◆ PROVIDED TEXT
────────

It was decided that I should bring them the day after tomorrow to Corregidor and give them instructions on the way.

 

(later)

 

Very dark night. Maybe it is going to rain. If I get wet, my malaria will get worse. Hell!

Spent afternoon reading Tribune. Saw pictures of Manilans biking in boulevard. Noticed that marriage wave continues unabated. I wonder how Morita is.

Leonie looked at advertisements. This and that restaurant selling this and that pastry and cake. This and that show running this and that film. We felt very homesick. Leonie read some parts of “Personals” aloud.

The three U.P. boys are all right. They are regular fellows. I don’t know why there is so much tiff between the Guidon and the Collegian. Its just a case of not knowing each other.

Constantino showed me a diary with a drawing of his girl’s face. He is in love with her. I think she is a niece of Speaker Roxas. Lansang sketched her face. Lansang also likes to write poems.

Will bring them to the Rock tomorrow afternoon at about five o’clock. Told them to eat well. They laughed.

Several raids today. Some AA shrapnel dropped near our toilet.

Three operatives arrived from Manila. One had a letter from Mrs. Osmeña to the Vice President.

Another operative whom we gave up for lost arrived. He claims he was captured by the Japs and allowed to return providing he comes back with information for them, heh, heh. Sometimes Japs are naive.

The general bawled out one of our officers. He was sent to the front to observe conditions and he pretended he went but he really stayed in rear.


March 10, 1942

HQ, MIS, Bataan

Life is getting harder and harder. Morning ration reduced to one handful of ‘lugao’.

Sometimes carabao meat is given. It is made into ‘tapa’ so that the rest can be preserved for some other day.

The mess officer told me that very soon we will have horse-meat for viand. The QM will slaughter the remaining horses of the 26th cavalry. I don’t think I can eat those brave horses.

Bombing has been intensified. Raids are more frequent. Rest periods between raids are shorter and shorter.

More men stricken with malaria and dystentery. Many shell-shocked cases. Several dozen cases of appendicitis and many tuberculosis patients.

Morale visibly on the downgrade. Officers greet fellow officers with remark: “What, is there any hope yet of the convoy?”

Reports from front indicate that the boys there are suffering from blindness especially at night due to lack of vitamins.

Men are weary, exhausted. They work all day and they also act as sentries at night. Men have only several hours of sleep. Sometimes two or three only.

We officers do double, triple work. Many officers are sick, others have died.

Gasoline shortage. Use of trucks and cars are limited. Horses that are not eaten will be used to help out in the transportation problem.

────────

◆ PROBLEM SET
a – In the diary excerpt, what was the morning ration reduced to?
b – Repeat the diary excerpt's wording from "Very dark night." to "how Morita is.".

────────

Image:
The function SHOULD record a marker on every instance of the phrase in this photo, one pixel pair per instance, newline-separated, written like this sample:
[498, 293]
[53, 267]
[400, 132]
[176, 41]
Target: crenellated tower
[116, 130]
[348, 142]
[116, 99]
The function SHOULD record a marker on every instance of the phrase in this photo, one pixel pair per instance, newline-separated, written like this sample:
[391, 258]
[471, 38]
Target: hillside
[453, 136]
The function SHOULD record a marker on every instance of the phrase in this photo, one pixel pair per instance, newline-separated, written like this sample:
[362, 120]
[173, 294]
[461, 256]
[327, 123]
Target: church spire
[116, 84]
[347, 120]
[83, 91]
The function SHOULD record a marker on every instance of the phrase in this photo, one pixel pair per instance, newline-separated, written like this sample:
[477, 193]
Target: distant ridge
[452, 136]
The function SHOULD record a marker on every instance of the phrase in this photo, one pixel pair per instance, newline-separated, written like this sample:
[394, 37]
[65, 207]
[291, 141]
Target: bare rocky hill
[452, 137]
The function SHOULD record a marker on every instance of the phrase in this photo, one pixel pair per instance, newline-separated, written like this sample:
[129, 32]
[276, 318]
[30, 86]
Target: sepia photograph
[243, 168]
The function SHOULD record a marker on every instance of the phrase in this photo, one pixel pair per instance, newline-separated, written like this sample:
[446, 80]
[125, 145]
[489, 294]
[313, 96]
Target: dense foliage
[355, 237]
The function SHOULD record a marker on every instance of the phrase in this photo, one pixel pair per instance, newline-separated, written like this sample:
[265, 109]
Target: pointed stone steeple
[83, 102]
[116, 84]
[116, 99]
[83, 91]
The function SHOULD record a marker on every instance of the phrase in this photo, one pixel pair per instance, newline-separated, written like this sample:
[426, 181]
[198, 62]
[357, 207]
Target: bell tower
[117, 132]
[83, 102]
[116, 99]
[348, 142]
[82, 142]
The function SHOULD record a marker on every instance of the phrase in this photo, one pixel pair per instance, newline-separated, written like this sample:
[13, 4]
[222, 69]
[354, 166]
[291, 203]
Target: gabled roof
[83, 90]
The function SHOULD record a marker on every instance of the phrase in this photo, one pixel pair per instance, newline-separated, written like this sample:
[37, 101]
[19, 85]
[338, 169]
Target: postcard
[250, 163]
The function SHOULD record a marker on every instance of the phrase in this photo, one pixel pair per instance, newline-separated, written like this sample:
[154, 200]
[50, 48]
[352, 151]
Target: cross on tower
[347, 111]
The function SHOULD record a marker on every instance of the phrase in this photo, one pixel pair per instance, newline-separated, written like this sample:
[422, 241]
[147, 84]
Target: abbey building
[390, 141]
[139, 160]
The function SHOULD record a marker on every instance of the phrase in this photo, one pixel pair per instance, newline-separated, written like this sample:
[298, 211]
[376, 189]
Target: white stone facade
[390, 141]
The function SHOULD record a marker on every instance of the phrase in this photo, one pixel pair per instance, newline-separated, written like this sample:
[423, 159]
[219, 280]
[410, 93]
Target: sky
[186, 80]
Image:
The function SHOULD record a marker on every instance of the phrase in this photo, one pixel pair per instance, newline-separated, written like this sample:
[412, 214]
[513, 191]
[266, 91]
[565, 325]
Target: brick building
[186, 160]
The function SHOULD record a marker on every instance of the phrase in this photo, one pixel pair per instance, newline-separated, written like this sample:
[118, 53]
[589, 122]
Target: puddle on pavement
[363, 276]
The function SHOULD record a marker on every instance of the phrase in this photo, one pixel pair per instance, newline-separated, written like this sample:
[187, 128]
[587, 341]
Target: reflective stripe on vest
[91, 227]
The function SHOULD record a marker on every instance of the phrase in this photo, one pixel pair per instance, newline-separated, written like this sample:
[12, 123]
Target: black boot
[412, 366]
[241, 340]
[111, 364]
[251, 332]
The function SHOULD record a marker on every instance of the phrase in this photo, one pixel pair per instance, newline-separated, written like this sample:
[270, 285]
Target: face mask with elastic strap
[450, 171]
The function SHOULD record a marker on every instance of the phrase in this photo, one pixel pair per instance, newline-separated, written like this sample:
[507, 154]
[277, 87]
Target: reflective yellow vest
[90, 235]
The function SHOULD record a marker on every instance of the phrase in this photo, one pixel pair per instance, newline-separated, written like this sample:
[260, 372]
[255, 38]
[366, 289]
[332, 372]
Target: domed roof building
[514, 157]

────────

◆ ANSWERS FOR THE EXERCISE
a – One handful of ‘lugao’.

b –
Very dark night. Maybe it is going to rain. If I get wet, my malaria will get worse. Hell!

Spent afternoon reading Tribune. Saw pictures of Manilans biking in boulevard. Noticed that marriage wave continues unabated. I wonder how Morita is.